'''

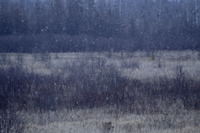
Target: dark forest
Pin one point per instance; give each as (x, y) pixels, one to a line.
(30, 26)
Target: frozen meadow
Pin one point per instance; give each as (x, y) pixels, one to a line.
(137, 113)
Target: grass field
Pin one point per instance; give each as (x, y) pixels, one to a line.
(102, 92)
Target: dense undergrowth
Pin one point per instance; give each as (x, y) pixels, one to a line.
(90, 84)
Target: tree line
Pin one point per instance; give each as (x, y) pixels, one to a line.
(147, 24)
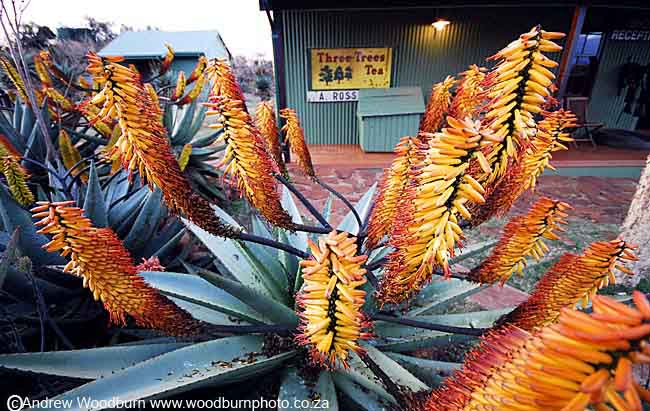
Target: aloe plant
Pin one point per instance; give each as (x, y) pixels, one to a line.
(253, 292)
(339, 310)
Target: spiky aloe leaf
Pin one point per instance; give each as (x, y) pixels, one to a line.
(396, 372)
(301, 394)
(297, 239)
(211, 363)
(429, 371)
(196, 290)
(273, 309)
(30, 243)
(363, 398)
(89, 363)
(440, 294)
(399, 338)
(238, 260)
(363, 206)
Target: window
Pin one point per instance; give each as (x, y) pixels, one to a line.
(588, 46)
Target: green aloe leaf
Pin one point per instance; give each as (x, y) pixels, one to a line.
(363, 397)
(94, 205)
(429, 371)
(89, 363)
(363, 207)
(146, 223)
(299, 238)
(276, 311)
(300, 394)
(238, 260)
(211, 363)
(401, 338)
(196, 290)
(396, 372)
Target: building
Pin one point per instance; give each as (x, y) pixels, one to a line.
(314, 42)
(142, 48)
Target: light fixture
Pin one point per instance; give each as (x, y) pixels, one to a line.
(440, 24)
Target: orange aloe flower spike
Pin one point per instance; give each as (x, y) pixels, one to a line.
(247, 161)
(573, 279)
(438, 106)
(426, 231)
(584, 360)
(142, 144)
(295, 137)
(266, 123)
(522, 237)
(330, 301)
(408, 154)
(224, 83)
(518, 88)
(98, 256)
(469, 95)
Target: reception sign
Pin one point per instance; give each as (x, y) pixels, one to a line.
(350, 68)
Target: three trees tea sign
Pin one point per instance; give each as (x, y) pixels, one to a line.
(350, 68)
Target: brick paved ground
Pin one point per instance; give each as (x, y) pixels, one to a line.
(597, 199)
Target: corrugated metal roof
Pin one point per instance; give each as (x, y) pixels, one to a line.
(151, 43)
(390, 101)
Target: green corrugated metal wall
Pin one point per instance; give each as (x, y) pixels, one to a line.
(421, 56)
(605, 104)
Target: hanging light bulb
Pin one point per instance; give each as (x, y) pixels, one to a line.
(440, 24)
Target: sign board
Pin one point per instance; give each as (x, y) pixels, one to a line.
(332, 96)
(630, 35)
(350, 68)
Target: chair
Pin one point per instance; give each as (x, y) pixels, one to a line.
(578, 105)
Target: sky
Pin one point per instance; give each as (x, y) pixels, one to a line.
(244, 28)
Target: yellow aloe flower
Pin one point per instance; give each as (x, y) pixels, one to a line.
(295, 137)
(195, 92)
(184, 157)
(14, 172)
(518, 89)
(438, 106)
(167, 60)
(11, 72)
(426, 229)
(267, 125)
(41, 71)
(330, 300)
(522, 175)
(198, 70)
(247, 161)
(224, 83)
(143, 145)
(70, 155)
(583, 362)
(469, 94)
(573, 279)
(98, 256)
(522, 237)
(180, 86)
(16, 180)
(409, 153)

'''

> **What to do**: Write out all of the items above word for word, leaving out the pictures.

> **The answer**:
Target: dark forest
Pin one point per instance; give each as (x, y) pixels, one to a line.
(30, 26)
Target: frozen meadow
Pin one point per instance; give each as (x, y) pixels, one to a line.
(137, 113)
Target: grass field
Pin one point per instance; give each as (x, y) pixels, one to a line.
(102, 92)
Target: dense undergrowth
Pin one point per instance; give each as (x, y) pixels, one to a line.
(90, 84)
Target: tree line
Pin one point per instance; give each as (x, y) pixels, one to a line.
(147, 24)
Target: aloe plant
Pin one point per instance; give each as (x, y) pixels, one to a line.
(253, 292)
(339, 310)
Target: spiky aloe leaf
Pin one point per instance; give each as (x, y) pixels, one to a line.
(396, 372)
(301, 394)
(297, 239)
(211, 363)
(429, 371)
(196, 290)
(273, 309)
(30, 243)
(363, 398)
(89, 363)
(440, 294)
(399, 338)
(238, 260)
(363, 206)
Target: window
Pin one point per instance; give each as (x, y) pixels, one to a line.
(588, 46)
Target: green aloe leaf
Pin one point per instance; give each as (x, y) pixels, one to a line.
(363, 397)
(94, 205)
(429, 371)
(89, 363)
(363, 207)
(146, 223)
(299, 238)
(276, 311)
(300, 394)
(238, 260)
(211, 363)
(401, 338)
(196, 290)
(396, 372)
Target: building
Pin one point per instance; give each as (x, y) pixels, one to a line.
(314, 42)
(142, 48)
Target: light fixture
Pin one point per instance; give each as (x, y) pixels, one to a line.
(440, 24)
Target: orange aloe flower spike
Pin one point per instance; give each as (x, y) pixels, one to a line.
(247, 161)
(573, 279)
(438, 106)
(426, 231)
(584, 360)
(142, 144)
(295, 137)
(266, 123)
(522, 237)
(330, 301)
(408, 154)
(224, 83)
(518, 88)
(98, 256)
(469, 95)
Target: reception sign
Pin one point per instance; give each as (x, y) pixels, one to a line.
(350, 68)
Target: three trees tea sign
Pin one point per instance; give each as (x, y) pixels, one to a line.
(350, 68)
Target: brick paved ground
Pin one point per instance; give each as (x, y) pixels, one to a line.
(597, 199)
Target: corrugated metal roof
Pin one point per instance; give each as (x, y) pixels, one to a line.
(151, 43)
(390, 101)
Target: green corrugated metal wall
Pin one point per instance; give each as (x, y) pixels, one to a line.
(421, 56)
(605, 104)
Target: hanging light bulb
Pin one point per instance; give each as (x, y) pixels, one to a line.
(440, 24)
Target: sign board
Pin one point per instance; give each as (x, y) pixels, one to a line.
(332, 96)
(630, 35)
(350, 68)
Target: chair
Pin one point per instance; give each as (x, y) pixels, one to a line.
(578, 105)
Target: sky
Pin one point per instance; give each as (x, y) pixels, one to a line.
(244, 28)
Target: yellow aloe flower
Pin one point per instance; give each as (x, y) pixels, one to a line.
(295, 137)
(195, 92)
(184, 157)
(14, 172)
(518, 89)
(438, 106)
(167, 60)
(11, 72)
(426, 229)
(267, 125)
(41, 71)
(330, 300)
(522, 175)
(198, 70)
(247, 161)
(224, 83)
(143, 145)
(70, 155)
(583, 362)
(469, 94)
(573, 279)
(98, 256)
(522, 237)
(180, 86)
(16, 180)
(409, 153)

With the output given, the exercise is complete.